**TASK TO COMPLETE**. Reproduce every one of the records below verbatim, changing nothing.
++++
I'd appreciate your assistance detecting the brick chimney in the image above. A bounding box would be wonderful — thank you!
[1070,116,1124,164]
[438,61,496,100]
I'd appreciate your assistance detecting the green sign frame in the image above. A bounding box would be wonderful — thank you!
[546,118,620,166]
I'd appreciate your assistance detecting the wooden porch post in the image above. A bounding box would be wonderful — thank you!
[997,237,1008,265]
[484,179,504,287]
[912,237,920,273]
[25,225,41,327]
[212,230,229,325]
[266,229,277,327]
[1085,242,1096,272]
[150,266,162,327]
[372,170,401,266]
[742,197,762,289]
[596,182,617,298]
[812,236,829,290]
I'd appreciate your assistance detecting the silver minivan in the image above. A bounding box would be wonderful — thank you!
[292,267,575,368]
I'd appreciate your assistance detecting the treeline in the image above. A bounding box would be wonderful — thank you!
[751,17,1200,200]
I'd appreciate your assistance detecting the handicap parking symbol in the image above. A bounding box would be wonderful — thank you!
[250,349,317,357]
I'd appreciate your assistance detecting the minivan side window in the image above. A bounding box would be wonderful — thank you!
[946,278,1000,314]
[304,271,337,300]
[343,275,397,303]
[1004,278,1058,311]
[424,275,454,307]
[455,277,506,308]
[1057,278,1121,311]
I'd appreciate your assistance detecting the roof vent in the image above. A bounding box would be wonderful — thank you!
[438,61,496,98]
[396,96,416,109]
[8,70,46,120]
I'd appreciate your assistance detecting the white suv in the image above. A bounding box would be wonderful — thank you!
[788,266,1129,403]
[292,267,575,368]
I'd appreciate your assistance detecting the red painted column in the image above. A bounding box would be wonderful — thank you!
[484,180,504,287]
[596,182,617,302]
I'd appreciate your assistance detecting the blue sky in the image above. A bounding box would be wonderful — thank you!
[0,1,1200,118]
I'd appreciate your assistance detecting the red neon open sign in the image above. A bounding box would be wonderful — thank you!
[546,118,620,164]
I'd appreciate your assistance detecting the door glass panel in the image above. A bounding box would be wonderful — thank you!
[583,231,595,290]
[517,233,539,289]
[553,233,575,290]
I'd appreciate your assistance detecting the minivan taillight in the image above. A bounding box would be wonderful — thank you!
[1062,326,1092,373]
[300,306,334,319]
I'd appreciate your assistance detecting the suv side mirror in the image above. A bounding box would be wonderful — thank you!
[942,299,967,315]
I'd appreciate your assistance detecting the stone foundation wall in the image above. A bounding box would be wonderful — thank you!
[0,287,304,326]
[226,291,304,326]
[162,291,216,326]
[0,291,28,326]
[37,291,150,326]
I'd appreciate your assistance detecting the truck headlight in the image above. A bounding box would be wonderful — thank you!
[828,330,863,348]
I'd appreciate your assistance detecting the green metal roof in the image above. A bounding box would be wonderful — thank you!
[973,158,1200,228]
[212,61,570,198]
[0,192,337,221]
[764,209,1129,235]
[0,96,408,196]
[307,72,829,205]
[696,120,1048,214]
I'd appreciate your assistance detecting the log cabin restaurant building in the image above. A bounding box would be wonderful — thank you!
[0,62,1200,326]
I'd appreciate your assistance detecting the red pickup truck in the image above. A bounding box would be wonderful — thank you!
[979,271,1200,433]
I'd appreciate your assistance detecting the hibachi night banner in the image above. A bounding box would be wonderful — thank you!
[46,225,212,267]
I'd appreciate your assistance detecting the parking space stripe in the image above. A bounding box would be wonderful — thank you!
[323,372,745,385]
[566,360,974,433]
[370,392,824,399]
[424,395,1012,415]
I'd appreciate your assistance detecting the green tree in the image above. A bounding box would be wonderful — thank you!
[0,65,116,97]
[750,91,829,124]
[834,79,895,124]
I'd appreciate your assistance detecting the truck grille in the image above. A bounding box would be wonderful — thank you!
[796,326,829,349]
++++
**THE ANSWER**.
I'd appreciate your assistance detecting the brick chimney in the image above. A bounding box would be wonderful — thank you!
[1070,116,1124,164]
[438,61,496,100]
I'd appreciate your assistance detecting the green sign frame in the image above. A bounding box would be wonderful — thank you!
[546,118,620,166]
I'd appreciate your assistance detecting the wooden porch post in the image above. A bounding box would be wonderful — thank you!
[997,237,1008,265]
[484,179,504,287]
[912,237,920,273]
[25,225,41,327]
[212,230,229,325]
[266,229,277,327]
[1085,242,1096,272]
[150,266,162,327]
[372,170,401,266]
[742,197,762,289]
[596,182,617,298]
[812,236,829,290]
I'd appreciate your assistance detecting the silver minivan in the image above. A bounding box would be wonderful — thank you!
[292,267,575,368]
I'd appreciate your assistance detecting the treeline in the image above. A bounding box would be wonderful — thank you!
[751,17,1200,200]
I'd appreciate your assistance detecting the handicap parking symbol in the image above. A bounding box would be wonderful — thank you!
[250,349,317,357]
I'd appreciate your assistance detecting the minivan side window in the image above. A bounding box would be wonderful — thank you!
[946,278,1000,314]
[304,271,337,300]
[343,275,397,303]
[1004,278,1058,311]
[424,275,454,307]
[455,277,506,308]
[1057,278,1121,311]
I'd appreciate your assistance detecting the roof vent in the image above. A bounding box would be wonderful — thank you!
[438,61,496,98]
[396,96,416,109]
[8,70,46,120]
I'd appreciate your assistance detecting the white suv in the image above. A bounding box would be wonderful — thank you!
[788,266,1129,403]
[292,267,575,368]
I'd appreciate your assistance detecting the red painted column in the image above. A bounding box would be wonderful — thank you!
[484,180,504,287]
[596,182,617,302]
I'd appreciate your assistance detecting the blue sky in the image above. A bounding box would be wonderful — thank you!
[0,1,1200,118]
I'd appreciate your assistance detecting the red neon open sign in the image above. A bounding box would be wonderful — thank you!
[546,118,620,164]
I'd appreciate your assistance detecting the door glass panel in the image above. A bounding box would be wonderful — thank you!
[583,231,595,290]
[517,233,539,289]
[553,233,575,290]
I'd appreciate your assistance detecting the minivan taillight in the image above. A bounding box would be wonderful — thank you!
[1062,326,1092,373]
[300,306,334,319]
I'd appreciate your assistance detecting the suv side mirror in the image above. A bounding box would be wonderful — thank you!
[942,299,967,315]
I'd appreciate your assistance detecting the stone foundation wall in the image above. A bounding box would be wonderful — thank you!
[0,287,304,326]
[226,291,304,326]
[162,291,216,326]
[0,291,28,326]
[37,291,150,326]
I'd appreciate your assistance detecting the truck headlight in the image above. A bounding box would be wonderful — thank you!
[828,330,863,348]
I'd appreciate your assistance detecting the green metal roof in the image above. A bounding box would be wonderful — thank you!
[973,158,1200,228]
[212,61,570,198]
[0,192,337,221]
[764,209,1129,235]
[0,96,408,196]
[307,72,829,205]
[696,120,1048,214]
I'd appreciate your assistance detecting the log cabin restaurant building in the image above. A bounding box would be wonderful — thank you!
[0,62,1200,326]
I'd appreciate your assistance detecting the red pickup truck in the image above. A bounding box would be wonderful — thank you!
[979,271,1200,433]
I'd appreciate your assistance detecting the hibachi night banner in the image above. A bounding box would be wonderful — thank you!
[46,225,212,267]
I'd appreciate your assistance detecting the parking space stripe in the image above. A bounding box would be wonderful — thank you!
[323,372,745,385]
[566,360,974,433]
[370,392,824,399]
[424,395,1012,415]
I'd appreciate your assistance detecting the green tree in the image above. A bounding box would be wonderful — thank you!
[0,65,116,97]
[750,91,829,124]
[834,79,895,124]
I'd appreciate your assistance detecting the truck grille in the image above. A bounding box would be wonderful — thank you!
[796,326,829,349]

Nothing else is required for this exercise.